_Required tasks_
• a. In the forum post below about a computer that will not boot, list every item the poster says has been checked and is working.
• b. According to the forum post below about a computer that will not boot, what processor did the poster get for the upgrade?
• c. Translate this sentence from the forum post below about a computer that will not boot into Spanish: "The power comes on but there is nothing on the screen."
==== Selected extract
# Computer powers up but it doesn't boot!!!



## Ticktock (Aug 3, 2007)

Hey everyone, 

I've a huge prob and I hope some of you could assist me in solving it. 

My old mother board stopped working so I decided to do a system upgrade, therefore I got this New motherboard, (ASRock), and a processor, Pentium 4 3.2 Ghz. I plugged in everything 'correctly', I press the power button, the power comes to the motherboard and all the other components, but the monitor gives out "No signal". The graphics card is onboard. I have done all the following, so far :

1. Plugged in only the motherboard, processor, RAM and the onboard grpahics card, still got no signal. SO i plugged in this spare graphics card I had (i know it works) still the same problem.
2. I removed the motherboard and placed it on a wooden table and connected all the parts in 1. again, still no luck!. 
3. I removed the processor, heat sink and seated them back in. Still nothing.

These are the items that I have checked and sure that they're working : 

Processor (because its new)
Motherboard( because its new again)
DDR RAM 
Power Supply,
Hard Disk
Monitor

I dont know what could be wrong, it doesn't give any beep codes. The power comes on but there is nothing on the screen. oh yeh....I forgot to mention, after installing the components it powered up only once and I was about to install the OS, then it blackout again, but fans were still working .
========
==== Material provided
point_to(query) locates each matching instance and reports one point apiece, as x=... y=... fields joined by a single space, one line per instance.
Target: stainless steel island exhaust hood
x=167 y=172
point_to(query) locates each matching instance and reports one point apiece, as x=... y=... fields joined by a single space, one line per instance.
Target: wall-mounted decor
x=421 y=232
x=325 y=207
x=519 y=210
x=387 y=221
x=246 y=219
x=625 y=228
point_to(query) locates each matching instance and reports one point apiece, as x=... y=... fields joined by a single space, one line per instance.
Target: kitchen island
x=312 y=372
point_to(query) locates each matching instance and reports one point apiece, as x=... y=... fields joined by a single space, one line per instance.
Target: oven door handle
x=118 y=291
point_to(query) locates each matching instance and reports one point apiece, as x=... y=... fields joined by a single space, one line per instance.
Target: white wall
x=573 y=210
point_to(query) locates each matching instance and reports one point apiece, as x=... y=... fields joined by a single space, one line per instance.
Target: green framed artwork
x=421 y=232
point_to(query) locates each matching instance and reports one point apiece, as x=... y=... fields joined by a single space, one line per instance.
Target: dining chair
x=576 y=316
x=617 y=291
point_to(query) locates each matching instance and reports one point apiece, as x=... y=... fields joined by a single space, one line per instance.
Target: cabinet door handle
========
_Answers to the tasks_
• a. Processor, motherboard, DDR RAM, power supply, hard disk, monitor

• b. A Pentium 4 3.2 GHz.

• c. Llega la corriente, pero no hay nada en la pantalla.